* Your objective: Send back the entries below exactly as they appear.

* Material provided:
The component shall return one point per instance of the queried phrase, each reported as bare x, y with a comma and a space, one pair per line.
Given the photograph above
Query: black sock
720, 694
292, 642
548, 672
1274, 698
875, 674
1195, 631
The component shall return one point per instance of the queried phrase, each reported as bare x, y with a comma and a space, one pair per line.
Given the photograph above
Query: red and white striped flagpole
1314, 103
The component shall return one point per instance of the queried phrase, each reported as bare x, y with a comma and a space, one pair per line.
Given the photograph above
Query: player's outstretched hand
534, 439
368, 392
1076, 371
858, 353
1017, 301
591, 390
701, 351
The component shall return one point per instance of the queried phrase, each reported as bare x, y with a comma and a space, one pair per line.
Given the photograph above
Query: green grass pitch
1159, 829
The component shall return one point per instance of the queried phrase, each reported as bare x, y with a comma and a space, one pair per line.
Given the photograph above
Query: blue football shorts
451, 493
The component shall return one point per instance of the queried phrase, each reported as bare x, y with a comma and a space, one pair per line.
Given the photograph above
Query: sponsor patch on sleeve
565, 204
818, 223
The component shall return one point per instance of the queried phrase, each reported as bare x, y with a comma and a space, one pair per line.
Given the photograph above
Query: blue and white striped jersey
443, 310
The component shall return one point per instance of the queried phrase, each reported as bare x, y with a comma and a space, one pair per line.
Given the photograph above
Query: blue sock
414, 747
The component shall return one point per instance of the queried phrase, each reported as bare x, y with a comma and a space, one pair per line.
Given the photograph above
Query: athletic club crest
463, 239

* Full solution:
The component shall return one point per instance of the queried phrase, each reported as bare x, y with a comma and a space, one pair per line.
Given the photograph above
Query: black sock
720, 694
292, 642
548, 672
1274, 698
875, 674
1195, 631
The component shall return one point per instance of the queried phrase, each reported as bare x, y with a comma and a space, one pair per line.
Given the photograph above
Query: red and white striped flagpole
1314, 103
The component shall return one point per instance of the queried phrase, each reported as bare x, y with a comma and a space, one pair per line.
Given the photograph above
Query: player's outstretched hand
534, 439
368, 392
1076, 371
858, 353
1017, 301
591, 390
701, 351
The component shall return one point per instance of the queried phrase, each reported as bare x, y with a comma and a space, one pair per line.
Given the photograph above
Query: green grass pitch
1159, 829
The component shall return one point per instance of the queried phrase, each reported as bare x, y with a comma and a space, one pair per line.
Given the photograph above
Query: blue football shorts
451, 493
The component shall return one point per instance of the queried phrase, each reported as bare x, y with a comma and a space, one pair per line.
Given the photograph above
Query: sponsor patch on sleeve
565, 204
818, 223
The component shall return one point per instance of the queried phrase, each reported as bare x, y with a comma and a space, one pair per line.
Given the photograph above
Query: blue and white striped jersey
443, 310
The component shall return one point per instance of the queried phrase, each reported as bare x, y with a comma and a space, one pair per line.
Given the photograph above
Query: blue sock
414, 747
The component shall return one point per instance of the queried phrase, each reported as bare x, y with a comma and a space, one pair per line.
Given the photograph above
Query: athletic club crest
463, 239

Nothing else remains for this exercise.